◆ **DATA FOR REVIEW**
◆ ◆ ◆

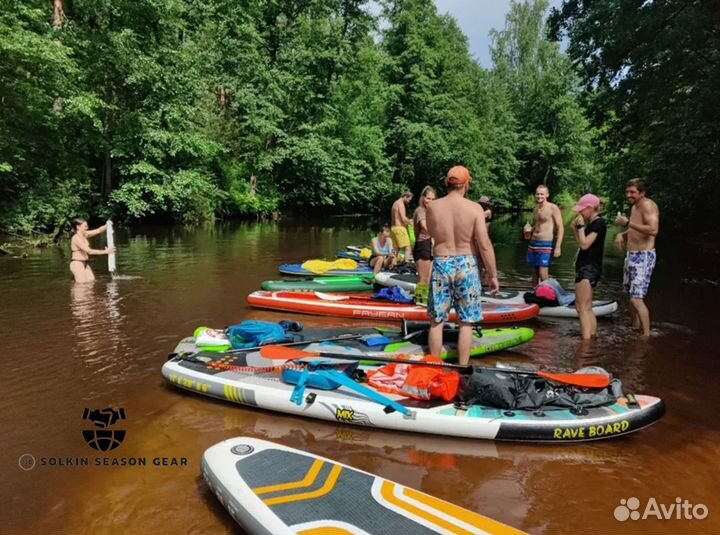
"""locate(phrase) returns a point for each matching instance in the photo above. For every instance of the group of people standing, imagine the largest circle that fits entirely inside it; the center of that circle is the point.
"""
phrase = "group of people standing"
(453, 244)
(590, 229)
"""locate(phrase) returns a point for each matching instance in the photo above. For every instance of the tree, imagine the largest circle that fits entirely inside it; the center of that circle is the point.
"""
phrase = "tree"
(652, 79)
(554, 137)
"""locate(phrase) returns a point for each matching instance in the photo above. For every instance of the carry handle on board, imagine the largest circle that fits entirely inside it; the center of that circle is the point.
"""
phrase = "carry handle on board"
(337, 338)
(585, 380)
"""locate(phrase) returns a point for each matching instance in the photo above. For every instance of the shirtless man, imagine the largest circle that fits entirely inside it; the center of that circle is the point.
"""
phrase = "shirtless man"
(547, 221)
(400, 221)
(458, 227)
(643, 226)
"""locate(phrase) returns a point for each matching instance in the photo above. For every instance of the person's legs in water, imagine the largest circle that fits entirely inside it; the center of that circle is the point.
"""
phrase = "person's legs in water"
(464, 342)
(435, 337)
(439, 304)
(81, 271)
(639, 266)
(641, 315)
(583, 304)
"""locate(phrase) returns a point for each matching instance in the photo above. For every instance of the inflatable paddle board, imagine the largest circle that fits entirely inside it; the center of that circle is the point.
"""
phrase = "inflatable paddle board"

◆ ◆ ◆

◆ **WHAT THIS TASK INVOLVES**
Provide only the count of lines within the entries above that include the string "inflatable".

◆ **RESPONSE TO THE EXERCISE**
2